▸ What is required: Count the lines in the items below that contain the string "jacket", matching case exactly, and give only the number.

:: Stored records

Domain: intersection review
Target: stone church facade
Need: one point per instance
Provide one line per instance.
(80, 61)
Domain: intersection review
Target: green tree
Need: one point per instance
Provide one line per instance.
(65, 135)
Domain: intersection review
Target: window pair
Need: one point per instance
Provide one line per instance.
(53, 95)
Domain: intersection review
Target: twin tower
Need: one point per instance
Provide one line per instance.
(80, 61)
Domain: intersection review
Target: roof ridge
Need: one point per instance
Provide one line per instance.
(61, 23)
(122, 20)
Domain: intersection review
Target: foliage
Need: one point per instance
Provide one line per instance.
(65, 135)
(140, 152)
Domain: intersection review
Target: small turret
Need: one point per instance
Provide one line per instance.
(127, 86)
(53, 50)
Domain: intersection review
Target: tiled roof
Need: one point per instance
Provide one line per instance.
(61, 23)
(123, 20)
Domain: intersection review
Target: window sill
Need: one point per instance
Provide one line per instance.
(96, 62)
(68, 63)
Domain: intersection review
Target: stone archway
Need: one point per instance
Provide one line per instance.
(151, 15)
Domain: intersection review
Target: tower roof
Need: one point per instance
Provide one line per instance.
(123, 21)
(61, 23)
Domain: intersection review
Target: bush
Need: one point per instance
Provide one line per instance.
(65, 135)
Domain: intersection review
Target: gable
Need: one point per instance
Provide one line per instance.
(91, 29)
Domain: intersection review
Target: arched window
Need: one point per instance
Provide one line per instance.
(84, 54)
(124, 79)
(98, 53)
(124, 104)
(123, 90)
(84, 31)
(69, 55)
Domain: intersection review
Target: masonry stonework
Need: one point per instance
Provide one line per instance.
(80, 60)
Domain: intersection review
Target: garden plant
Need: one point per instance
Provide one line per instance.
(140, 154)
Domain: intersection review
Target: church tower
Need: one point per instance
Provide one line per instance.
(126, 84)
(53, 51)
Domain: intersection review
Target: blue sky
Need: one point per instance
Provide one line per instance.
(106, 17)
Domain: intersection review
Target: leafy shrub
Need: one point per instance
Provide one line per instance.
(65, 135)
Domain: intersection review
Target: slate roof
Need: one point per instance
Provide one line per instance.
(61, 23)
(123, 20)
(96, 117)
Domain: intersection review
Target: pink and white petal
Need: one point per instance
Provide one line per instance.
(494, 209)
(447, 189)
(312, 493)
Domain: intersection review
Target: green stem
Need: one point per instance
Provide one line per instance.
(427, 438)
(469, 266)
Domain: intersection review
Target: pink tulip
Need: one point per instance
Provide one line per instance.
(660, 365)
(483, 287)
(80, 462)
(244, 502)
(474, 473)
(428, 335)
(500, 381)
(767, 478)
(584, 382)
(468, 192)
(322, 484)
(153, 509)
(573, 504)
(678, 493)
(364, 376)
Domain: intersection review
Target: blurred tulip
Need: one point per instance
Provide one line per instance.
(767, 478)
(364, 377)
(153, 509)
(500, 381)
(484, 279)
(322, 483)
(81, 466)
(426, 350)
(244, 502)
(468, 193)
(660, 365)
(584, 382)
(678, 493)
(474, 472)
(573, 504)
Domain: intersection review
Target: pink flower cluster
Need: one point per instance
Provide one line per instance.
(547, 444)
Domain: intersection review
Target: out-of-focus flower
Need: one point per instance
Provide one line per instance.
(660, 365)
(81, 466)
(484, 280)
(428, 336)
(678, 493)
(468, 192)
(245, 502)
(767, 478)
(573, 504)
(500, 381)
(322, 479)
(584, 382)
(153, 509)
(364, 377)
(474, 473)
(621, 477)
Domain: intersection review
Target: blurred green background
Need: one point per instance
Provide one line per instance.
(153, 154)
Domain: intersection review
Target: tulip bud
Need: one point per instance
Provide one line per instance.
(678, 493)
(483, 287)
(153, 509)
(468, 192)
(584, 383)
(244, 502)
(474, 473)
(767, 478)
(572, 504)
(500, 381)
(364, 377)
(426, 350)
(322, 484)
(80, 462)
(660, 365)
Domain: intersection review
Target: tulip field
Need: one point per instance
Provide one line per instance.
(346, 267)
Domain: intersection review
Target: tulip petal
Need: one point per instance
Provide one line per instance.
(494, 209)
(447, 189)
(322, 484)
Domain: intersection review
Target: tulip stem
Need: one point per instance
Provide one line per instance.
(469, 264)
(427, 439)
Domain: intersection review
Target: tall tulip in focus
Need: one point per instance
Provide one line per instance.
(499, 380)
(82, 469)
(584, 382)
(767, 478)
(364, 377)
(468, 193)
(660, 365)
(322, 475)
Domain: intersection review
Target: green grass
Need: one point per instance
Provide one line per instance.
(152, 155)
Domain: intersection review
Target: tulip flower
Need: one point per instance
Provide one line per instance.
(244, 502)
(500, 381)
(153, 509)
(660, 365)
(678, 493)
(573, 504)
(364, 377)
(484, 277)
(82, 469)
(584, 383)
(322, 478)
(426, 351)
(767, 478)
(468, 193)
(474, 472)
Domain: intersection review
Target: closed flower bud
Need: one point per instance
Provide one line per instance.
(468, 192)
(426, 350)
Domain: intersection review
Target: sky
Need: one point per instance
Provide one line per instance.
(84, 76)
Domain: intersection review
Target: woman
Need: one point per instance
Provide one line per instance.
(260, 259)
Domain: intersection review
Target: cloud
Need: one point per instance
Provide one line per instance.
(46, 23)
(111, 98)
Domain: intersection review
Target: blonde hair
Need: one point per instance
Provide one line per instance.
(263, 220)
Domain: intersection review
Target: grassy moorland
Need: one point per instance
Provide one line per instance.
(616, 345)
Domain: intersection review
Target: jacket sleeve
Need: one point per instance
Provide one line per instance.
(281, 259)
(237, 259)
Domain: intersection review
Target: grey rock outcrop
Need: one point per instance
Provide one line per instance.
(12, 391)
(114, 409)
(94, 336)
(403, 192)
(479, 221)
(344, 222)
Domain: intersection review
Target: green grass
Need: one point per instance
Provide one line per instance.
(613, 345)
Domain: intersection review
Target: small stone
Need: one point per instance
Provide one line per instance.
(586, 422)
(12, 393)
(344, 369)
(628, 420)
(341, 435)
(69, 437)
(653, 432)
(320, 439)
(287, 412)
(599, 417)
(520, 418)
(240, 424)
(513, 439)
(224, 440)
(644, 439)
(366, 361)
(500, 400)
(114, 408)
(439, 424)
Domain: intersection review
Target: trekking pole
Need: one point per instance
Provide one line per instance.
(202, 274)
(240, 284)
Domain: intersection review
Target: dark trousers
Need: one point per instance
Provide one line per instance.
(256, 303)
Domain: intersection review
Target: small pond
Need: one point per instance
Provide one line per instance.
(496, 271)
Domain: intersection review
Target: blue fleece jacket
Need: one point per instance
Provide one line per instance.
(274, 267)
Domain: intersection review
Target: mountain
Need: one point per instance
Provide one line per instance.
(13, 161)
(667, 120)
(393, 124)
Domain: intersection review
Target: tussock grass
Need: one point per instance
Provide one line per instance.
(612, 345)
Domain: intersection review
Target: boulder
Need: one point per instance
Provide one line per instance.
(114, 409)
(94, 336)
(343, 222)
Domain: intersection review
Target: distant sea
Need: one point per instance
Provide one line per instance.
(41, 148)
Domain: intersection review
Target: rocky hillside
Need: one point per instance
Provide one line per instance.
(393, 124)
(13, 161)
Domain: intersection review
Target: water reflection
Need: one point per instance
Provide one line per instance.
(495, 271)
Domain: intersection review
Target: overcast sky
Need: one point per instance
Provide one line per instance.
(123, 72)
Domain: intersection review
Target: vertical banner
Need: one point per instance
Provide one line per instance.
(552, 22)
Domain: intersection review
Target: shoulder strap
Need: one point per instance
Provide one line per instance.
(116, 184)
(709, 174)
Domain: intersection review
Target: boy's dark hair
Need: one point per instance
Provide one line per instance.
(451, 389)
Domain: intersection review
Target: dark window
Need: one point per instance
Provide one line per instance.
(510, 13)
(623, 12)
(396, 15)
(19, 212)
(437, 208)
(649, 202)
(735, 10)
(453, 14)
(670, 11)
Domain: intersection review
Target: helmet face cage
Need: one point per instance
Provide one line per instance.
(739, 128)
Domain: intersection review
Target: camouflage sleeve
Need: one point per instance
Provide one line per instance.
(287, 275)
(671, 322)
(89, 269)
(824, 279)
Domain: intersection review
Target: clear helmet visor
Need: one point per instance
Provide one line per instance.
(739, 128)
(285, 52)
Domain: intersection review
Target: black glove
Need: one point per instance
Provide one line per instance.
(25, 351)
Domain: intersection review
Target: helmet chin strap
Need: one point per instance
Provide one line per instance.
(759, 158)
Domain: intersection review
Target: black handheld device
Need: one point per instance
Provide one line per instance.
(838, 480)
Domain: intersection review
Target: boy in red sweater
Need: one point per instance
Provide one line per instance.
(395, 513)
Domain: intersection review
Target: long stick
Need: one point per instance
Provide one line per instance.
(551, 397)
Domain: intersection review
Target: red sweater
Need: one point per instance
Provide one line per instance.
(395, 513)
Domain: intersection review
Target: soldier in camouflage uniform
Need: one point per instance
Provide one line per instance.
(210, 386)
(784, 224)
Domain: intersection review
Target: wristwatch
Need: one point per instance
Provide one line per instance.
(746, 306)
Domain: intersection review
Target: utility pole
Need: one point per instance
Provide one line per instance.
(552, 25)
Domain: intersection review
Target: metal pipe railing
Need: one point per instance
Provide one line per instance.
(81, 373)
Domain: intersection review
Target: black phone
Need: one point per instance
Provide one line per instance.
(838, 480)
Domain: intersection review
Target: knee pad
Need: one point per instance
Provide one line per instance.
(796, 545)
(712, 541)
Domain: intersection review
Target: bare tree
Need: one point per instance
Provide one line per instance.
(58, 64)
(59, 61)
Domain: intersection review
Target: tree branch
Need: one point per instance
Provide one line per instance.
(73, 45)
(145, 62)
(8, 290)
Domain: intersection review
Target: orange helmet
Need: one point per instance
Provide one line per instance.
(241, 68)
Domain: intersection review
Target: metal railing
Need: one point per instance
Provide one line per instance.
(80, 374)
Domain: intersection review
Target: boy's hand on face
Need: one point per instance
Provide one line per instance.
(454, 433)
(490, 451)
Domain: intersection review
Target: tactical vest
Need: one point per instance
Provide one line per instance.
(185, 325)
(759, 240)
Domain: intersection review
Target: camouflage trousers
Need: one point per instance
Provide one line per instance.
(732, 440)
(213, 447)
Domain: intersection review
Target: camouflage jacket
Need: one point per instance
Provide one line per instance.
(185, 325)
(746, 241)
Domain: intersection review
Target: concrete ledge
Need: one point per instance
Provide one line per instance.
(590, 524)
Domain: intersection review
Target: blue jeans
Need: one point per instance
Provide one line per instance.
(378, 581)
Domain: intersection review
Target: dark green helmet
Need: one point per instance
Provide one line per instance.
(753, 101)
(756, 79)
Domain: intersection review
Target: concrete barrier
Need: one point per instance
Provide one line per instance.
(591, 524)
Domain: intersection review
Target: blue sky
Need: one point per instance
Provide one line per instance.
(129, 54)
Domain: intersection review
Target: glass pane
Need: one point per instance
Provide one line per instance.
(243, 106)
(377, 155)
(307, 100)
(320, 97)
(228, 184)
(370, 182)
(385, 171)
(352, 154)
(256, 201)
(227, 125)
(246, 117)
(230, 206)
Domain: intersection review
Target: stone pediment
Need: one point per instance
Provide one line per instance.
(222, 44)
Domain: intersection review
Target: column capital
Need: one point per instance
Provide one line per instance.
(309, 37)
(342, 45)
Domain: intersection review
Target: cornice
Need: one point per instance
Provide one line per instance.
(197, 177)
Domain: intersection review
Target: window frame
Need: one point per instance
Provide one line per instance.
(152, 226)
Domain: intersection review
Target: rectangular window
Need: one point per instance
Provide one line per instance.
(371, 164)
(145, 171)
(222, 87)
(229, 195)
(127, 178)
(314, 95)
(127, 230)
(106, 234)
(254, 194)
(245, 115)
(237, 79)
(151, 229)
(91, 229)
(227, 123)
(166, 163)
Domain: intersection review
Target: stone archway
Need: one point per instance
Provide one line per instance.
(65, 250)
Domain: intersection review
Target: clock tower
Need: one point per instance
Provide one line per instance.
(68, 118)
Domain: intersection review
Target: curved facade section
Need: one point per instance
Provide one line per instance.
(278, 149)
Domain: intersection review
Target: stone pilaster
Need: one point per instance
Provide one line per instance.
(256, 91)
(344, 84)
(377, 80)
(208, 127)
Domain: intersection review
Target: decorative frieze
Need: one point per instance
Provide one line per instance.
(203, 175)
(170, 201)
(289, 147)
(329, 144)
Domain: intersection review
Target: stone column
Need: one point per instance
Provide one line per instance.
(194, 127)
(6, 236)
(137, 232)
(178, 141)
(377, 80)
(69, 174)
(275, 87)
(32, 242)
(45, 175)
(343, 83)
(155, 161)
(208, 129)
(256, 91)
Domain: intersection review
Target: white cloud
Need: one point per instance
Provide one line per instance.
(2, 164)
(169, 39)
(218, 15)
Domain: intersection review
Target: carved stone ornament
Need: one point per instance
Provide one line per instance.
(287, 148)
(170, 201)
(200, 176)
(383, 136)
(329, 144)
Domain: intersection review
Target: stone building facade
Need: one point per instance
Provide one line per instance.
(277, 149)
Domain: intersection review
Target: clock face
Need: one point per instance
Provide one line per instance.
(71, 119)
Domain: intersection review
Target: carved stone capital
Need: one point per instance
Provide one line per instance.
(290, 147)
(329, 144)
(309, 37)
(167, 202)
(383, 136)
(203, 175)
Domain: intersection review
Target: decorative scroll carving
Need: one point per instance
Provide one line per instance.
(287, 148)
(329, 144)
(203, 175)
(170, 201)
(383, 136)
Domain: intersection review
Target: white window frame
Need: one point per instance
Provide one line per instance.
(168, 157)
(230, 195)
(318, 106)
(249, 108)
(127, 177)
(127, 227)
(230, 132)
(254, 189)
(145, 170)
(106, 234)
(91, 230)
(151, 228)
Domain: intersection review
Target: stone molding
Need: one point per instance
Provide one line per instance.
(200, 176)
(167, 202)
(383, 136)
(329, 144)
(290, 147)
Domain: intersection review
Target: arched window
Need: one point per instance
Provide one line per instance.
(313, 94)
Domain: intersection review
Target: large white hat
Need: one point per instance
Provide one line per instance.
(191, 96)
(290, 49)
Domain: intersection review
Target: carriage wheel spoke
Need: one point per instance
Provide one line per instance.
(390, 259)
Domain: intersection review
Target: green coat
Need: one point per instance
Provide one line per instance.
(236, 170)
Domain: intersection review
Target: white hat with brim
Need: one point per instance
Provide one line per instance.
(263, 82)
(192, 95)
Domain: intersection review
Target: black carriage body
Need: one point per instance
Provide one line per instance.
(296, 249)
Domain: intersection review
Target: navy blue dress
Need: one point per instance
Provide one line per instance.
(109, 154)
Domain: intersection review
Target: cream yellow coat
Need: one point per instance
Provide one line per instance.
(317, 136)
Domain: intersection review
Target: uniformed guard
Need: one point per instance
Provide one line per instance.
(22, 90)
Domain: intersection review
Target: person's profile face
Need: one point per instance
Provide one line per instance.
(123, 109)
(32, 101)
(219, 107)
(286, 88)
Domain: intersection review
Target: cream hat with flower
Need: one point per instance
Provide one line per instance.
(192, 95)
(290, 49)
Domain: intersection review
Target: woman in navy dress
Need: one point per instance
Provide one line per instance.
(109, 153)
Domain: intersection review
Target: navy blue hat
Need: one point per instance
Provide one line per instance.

::::

▸ Output: 3